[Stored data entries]
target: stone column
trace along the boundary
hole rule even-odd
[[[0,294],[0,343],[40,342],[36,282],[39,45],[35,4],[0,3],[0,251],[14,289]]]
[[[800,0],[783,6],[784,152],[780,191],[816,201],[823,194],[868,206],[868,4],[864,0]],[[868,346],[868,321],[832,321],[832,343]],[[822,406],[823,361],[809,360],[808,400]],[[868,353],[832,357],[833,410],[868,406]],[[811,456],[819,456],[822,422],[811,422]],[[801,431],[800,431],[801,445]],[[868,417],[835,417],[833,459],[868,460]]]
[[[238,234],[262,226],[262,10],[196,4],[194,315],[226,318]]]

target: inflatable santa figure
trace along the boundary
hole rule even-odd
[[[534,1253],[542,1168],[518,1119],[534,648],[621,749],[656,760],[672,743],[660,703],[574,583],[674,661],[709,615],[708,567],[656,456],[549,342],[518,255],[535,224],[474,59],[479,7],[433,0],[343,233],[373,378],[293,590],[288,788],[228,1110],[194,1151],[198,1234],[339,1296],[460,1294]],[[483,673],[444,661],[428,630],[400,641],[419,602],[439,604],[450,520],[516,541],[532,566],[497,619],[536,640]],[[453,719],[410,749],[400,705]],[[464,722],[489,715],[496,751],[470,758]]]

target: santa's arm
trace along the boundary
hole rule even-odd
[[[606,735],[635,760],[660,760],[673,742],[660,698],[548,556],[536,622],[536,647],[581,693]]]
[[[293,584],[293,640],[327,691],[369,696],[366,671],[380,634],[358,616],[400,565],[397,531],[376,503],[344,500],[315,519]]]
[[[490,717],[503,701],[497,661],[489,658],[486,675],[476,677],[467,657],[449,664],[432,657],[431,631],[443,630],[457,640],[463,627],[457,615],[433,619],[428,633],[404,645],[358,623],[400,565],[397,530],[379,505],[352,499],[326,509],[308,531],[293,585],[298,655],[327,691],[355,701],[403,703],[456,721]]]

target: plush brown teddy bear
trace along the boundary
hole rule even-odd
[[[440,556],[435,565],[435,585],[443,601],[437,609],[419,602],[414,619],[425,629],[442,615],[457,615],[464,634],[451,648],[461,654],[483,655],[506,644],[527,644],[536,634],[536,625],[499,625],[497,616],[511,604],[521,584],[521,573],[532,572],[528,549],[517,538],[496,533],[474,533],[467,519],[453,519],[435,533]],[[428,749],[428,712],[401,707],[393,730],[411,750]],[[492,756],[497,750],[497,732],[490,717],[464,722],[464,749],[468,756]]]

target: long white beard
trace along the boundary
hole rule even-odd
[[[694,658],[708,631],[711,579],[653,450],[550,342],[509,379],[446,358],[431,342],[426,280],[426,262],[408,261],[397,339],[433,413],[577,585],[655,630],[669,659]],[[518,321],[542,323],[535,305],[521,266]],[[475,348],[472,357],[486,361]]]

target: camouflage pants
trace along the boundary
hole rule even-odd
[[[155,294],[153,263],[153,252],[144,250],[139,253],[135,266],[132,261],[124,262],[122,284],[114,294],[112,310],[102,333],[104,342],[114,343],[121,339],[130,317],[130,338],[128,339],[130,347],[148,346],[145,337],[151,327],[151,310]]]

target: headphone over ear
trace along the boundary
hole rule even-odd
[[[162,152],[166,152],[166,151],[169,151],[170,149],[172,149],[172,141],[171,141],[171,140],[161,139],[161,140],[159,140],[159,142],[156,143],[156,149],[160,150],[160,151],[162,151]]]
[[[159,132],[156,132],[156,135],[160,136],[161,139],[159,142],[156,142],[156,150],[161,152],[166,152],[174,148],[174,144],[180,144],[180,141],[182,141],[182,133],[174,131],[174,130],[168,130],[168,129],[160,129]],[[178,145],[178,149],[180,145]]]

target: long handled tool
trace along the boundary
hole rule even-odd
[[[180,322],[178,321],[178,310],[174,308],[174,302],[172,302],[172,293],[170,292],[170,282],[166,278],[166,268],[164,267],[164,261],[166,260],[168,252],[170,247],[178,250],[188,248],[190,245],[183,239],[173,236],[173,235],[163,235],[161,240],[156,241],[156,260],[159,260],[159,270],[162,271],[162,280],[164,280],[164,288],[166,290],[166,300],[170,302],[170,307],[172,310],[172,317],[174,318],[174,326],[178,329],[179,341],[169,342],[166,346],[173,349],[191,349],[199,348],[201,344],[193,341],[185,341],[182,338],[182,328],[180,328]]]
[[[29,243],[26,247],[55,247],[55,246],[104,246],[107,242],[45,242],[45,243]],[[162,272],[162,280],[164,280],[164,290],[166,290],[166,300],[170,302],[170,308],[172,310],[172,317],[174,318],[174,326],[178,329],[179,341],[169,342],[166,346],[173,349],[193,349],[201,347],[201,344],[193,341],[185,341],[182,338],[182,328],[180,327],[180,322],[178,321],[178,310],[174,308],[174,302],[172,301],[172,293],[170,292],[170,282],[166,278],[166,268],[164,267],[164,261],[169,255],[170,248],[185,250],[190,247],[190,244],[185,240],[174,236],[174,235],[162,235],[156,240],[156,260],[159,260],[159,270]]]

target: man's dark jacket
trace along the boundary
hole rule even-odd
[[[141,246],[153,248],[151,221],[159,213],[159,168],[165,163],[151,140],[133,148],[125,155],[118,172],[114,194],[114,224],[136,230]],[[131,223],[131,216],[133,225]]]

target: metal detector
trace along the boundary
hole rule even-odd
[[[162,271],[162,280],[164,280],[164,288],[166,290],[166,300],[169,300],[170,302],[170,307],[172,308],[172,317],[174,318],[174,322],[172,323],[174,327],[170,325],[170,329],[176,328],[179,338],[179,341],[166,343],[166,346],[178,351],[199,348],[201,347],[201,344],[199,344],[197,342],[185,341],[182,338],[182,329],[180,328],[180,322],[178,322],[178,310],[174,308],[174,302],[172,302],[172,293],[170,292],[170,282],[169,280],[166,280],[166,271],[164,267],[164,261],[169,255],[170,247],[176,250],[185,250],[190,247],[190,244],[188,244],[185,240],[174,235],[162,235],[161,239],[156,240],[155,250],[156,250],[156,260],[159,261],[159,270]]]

Exercise aim:
Find every line in the data above that contains the word "target" and copy each of those lines.

Output:
target: stone column
target: inflatable santa figure
target: santa's arm
target: plush brown teddy bear
target: long white beard
target: camouflage pants
target: headphone over ear
target: long handled tool
target: man's dark jacket
target: metal detector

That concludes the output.